**WRITTEN EXERCISE**
Rewrite the records from their start up to and including the line with "point(200, 165)", keeping the requests unchanged. Multiply every point coordinate in the answers by 1.55 and round each result to a whole number, with halves rounded up.

[Items stored from a collection]
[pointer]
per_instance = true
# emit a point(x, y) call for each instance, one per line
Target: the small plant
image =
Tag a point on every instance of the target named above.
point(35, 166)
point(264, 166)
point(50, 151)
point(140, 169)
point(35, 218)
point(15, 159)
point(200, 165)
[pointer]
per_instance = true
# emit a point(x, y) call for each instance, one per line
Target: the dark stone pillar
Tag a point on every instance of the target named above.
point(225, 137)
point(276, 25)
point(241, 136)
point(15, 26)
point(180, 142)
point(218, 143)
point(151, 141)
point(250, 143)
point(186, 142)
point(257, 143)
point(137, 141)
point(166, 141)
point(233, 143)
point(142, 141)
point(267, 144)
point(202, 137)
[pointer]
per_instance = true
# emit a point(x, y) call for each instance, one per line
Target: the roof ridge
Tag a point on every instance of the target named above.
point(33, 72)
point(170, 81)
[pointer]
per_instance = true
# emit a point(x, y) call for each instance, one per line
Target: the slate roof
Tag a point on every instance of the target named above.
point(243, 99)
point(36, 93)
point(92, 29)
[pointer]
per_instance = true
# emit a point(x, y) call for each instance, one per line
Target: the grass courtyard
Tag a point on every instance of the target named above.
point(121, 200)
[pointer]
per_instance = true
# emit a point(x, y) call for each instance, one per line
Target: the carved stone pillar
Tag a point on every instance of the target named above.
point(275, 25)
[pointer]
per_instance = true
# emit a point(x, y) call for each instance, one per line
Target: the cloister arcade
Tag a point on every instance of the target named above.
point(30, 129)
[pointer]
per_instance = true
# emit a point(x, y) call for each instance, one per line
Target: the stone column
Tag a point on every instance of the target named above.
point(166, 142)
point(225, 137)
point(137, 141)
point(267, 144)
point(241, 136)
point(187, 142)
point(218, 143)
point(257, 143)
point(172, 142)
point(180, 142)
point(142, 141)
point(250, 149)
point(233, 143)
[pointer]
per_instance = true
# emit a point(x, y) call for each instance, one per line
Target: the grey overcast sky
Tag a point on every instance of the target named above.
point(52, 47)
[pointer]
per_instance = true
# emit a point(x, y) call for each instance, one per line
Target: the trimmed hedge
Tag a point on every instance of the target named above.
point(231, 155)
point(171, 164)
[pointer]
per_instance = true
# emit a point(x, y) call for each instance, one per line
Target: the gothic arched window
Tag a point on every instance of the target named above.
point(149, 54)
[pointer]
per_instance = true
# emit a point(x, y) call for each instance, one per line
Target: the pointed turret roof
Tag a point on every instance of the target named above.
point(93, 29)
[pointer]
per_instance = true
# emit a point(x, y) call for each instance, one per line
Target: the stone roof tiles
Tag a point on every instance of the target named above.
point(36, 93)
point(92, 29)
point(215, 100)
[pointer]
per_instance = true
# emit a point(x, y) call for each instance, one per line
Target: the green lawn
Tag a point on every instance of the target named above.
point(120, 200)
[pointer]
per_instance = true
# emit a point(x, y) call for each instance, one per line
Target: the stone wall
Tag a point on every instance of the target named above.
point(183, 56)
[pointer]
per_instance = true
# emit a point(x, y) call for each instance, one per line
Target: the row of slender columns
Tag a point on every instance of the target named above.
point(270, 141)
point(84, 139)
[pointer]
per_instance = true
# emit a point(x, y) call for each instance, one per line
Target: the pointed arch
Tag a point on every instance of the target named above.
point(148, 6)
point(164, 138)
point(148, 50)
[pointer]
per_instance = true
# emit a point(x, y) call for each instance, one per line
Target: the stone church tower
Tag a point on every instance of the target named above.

**EXERCISE OUTPUT**
[pointer]
per_instance = true
# emit a point(x, y) call for each instance, one per line
Target: the small plant
image =
Tag a point on every instance of the target named above.
point(54, 257)
point(409, 257)
point(78, 234)
point(217, 262)
point(54, 338)
point(23, 246)
point(310, 256)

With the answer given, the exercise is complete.